#### Task data
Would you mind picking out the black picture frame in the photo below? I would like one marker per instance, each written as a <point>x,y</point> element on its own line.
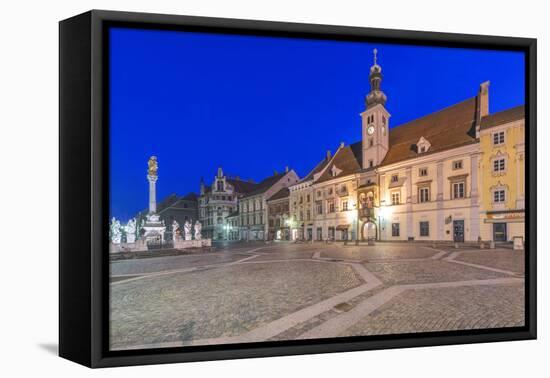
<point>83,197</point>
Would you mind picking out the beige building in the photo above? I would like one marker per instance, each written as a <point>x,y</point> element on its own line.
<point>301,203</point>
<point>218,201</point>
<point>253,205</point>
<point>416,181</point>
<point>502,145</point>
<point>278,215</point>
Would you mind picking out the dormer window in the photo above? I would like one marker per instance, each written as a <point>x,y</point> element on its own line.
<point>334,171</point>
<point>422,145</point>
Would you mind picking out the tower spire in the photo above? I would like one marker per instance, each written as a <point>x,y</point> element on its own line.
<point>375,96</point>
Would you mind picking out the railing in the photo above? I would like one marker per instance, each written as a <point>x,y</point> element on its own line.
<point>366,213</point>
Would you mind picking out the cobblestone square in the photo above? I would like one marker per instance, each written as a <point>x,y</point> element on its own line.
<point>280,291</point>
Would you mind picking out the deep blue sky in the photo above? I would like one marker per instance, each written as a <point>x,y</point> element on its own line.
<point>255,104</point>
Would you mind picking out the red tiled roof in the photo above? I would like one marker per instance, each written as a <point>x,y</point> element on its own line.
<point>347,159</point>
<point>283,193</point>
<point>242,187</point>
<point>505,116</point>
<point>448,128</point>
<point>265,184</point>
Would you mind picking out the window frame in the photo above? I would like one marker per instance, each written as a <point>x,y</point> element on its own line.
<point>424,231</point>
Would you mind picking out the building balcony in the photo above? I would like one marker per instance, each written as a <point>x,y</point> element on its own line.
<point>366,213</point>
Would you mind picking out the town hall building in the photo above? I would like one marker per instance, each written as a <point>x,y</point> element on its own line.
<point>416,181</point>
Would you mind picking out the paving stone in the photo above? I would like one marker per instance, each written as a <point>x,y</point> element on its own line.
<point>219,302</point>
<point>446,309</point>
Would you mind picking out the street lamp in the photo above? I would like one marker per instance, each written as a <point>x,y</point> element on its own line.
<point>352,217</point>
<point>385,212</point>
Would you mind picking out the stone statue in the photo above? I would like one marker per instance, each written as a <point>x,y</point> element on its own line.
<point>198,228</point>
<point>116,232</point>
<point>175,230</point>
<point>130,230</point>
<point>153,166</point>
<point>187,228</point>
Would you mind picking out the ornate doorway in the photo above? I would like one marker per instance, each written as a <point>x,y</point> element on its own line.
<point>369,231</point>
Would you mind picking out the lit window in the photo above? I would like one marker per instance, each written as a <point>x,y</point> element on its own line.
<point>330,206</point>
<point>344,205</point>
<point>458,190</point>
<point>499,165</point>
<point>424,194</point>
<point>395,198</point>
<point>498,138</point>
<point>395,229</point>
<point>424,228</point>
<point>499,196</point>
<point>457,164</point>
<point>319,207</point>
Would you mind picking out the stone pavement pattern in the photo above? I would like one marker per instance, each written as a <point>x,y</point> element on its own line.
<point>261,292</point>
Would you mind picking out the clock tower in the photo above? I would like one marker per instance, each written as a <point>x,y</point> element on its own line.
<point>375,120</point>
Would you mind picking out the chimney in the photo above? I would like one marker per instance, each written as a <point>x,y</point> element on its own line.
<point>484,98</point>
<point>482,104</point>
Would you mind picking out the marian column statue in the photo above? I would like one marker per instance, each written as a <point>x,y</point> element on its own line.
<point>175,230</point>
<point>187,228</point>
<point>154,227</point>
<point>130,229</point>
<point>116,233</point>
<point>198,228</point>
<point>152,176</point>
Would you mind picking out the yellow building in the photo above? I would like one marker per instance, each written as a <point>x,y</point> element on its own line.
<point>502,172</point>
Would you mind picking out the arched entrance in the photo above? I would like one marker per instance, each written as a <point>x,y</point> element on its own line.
########
#### Task data
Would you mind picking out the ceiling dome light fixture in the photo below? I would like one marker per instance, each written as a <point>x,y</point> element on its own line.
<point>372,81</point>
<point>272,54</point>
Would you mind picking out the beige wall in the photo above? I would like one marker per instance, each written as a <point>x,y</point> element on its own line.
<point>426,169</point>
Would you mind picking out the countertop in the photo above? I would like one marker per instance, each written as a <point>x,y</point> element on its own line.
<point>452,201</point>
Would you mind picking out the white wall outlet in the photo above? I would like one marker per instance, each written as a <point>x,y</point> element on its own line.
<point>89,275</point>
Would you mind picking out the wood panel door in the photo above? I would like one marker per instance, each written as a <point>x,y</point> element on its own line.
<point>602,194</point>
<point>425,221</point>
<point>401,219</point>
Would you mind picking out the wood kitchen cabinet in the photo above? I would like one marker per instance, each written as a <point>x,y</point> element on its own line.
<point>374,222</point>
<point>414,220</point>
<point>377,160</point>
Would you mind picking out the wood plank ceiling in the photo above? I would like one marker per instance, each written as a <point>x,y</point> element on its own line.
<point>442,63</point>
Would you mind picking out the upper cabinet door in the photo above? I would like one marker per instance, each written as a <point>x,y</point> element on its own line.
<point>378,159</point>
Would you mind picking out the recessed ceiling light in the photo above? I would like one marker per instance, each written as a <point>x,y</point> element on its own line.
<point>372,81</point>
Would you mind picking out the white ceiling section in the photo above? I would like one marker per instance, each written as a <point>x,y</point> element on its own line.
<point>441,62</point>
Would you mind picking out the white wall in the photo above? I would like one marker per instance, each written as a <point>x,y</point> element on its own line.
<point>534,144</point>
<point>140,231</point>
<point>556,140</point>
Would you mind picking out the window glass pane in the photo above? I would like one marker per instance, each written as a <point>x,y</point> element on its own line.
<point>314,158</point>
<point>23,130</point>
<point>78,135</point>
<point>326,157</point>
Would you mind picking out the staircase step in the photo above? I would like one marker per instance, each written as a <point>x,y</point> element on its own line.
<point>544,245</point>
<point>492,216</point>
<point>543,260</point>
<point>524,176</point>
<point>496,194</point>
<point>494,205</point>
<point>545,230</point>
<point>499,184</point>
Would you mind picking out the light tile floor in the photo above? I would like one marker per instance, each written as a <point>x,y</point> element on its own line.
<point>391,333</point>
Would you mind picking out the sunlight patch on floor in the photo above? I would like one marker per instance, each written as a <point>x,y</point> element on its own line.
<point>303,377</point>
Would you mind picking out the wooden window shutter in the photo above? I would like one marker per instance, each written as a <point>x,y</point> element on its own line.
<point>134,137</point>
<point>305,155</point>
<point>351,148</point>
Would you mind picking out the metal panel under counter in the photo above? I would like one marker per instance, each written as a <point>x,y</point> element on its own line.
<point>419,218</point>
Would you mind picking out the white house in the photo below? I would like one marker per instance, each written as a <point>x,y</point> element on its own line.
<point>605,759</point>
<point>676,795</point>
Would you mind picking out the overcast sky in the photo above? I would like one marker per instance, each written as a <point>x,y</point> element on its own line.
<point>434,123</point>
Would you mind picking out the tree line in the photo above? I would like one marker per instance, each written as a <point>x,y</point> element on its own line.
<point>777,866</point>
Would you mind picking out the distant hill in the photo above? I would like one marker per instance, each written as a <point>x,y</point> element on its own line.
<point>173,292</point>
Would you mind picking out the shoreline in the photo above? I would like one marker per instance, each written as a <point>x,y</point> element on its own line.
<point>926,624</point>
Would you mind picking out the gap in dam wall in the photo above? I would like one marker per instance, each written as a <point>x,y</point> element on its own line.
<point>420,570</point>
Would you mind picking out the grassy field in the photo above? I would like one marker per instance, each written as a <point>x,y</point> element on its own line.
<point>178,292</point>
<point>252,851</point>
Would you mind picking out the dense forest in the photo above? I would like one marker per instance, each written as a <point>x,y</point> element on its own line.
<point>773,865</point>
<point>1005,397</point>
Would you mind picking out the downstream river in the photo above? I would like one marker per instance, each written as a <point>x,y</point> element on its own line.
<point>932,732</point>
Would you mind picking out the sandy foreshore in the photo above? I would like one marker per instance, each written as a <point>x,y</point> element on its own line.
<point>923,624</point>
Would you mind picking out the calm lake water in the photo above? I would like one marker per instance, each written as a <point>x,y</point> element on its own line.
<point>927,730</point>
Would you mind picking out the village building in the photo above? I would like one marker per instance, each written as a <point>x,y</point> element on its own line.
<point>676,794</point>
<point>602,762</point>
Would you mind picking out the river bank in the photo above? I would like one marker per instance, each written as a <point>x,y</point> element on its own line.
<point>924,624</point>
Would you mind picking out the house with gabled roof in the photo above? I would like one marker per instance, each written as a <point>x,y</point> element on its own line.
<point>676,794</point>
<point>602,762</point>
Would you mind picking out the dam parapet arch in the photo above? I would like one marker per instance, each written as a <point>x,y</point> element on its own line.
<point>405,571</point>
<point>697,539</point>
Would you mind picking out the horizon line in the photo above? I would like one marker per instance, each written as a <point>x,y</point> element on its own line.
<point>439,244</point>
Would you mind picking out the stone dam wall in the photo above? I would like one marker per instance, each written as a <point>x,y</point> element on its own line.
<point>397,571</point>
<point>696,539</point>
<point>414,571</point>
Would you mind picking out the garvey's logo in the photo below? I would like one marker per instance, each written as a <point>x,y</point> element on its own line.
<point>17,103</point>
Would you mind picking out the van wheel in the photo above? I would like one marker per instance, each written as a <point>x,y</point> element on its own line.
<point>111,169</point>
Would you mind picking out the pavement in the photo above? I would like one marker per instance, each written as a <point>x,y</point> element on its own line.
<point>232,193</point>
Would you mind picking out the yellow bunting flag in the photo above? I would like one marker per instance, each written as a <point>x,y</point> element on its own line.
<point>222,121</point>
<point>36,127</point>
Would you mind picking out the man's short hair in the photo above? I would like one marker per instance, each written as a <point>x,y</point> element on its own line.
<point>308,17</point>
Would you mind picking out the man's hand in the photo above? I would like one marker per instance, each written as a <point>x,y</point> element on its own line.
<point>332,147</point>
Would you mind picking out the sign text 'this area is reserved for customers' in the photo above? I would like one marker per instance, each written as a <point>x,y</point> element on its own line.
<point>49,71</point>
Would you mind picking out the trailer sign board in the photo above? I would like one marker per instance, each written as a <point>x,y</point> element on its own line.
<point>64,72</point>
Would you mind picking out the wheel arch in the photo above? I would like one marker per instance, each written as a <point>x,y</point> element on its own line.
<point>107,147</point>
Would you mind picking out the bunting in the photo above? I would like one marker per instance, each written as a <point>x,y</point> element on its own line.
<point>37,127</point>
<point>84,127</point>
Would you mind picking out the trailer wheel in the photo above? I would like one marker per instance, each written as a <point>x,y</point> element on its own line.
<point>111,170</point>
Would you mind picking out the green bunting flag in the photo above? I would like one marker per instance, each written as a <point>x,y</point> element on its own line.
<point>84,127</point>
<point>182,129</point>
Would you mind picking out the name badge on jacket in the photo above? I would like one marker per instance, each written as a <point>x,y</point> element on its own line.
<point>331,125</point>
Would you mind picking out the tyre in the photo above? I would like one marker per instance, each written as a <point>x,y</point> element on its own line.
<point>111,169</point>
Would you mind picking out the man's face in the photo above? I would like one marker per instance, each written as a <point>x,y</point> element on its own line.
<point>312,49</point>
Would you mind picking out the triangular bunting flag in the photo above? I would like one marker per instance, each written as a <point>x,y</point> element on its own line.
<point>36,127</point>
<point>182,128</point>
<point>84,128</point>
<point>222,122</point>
########
Goal.
Copy the listing word for word, from the line containing "Would you mind picking out the black" through the line containing "<point>278,215</point>", and leave the pictures out.

Written response.
Would you mind picking out the black picture frame in the photo below? I would like one marker per instance, each written as a <point>x,y</point> element on its own line.
<point>83,197</point>
Would you mind picking out the beige building in the photo above? I would like one marker per instance, each written as a <point>x,y</point> element on its own line.
<point>301,203</point>
<point>218,201</point>
<point>253,205</point>
<point>416,181</point>
<point>502,145</point>
<point>278,215</point>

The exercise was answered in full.